● Selected extract
• • • • • • •
The most probable conjecture that was made to account for a scene which seemed so devoid of meaning was, that on receiving the protest and letter, something had been resolved on by the court, which required to be directly announced to the parliament; and that after the members were summoned, the measure so suddenly adopted had been as suddenly renounced, and the king obliged to meet them before a plausible pretext had been thought of for calling them together.

Whatever may be in this, those magistrates met again the same evening, and in a new address to the king confirmed their former resolutions, and ordered the same to be printed and dispersed all over the kingdom. The following paragraph will give an idea of this second declaration.

• Nous declarons que nous persisterons jusqu'à notre dernier soupir dans les arrêtés précédement pris par ladite cour, et dans les principes y contenus.'

The king sent back to each of the six peers his letter with the following answer.

Mon Cousin, pour ne pas vous marquer trop de déplaisir de la lettre que vous m'avez écrite, je vous la renvoie. Je veux bien ne l'attribuer qu'à un premier mouvement, et je vous prie d'y reflechir sérieusement.'+

Whether it was the extreme moderation of this letter, or some other consideration, that produced the effect, is not known; but three of the peers withdrew their support of the parliament's protest immediately after they had received the king's answer.
• • • • • • •
● Given data
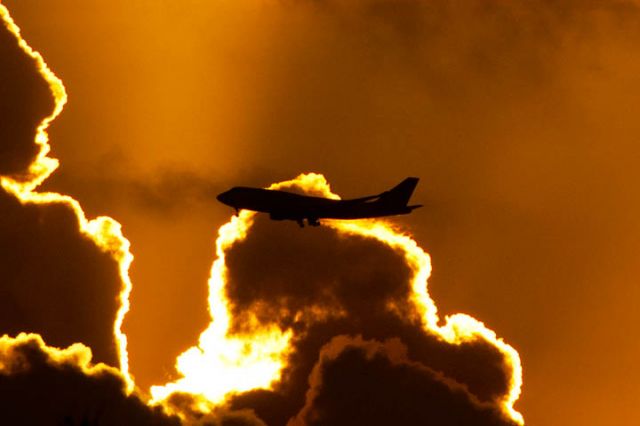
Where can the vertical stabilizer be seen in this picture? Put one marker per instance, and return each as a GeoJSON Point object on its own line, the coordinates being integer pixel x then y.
{"type": "Point", "coordinates": [400, 194]}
• • • • • • •
In the passage on the king and the parliament, how many peers withdrew their support of the parliament's protest after receiving the king's answer?

Three of the six peers withdrew their support immediately after receiving the king's answer.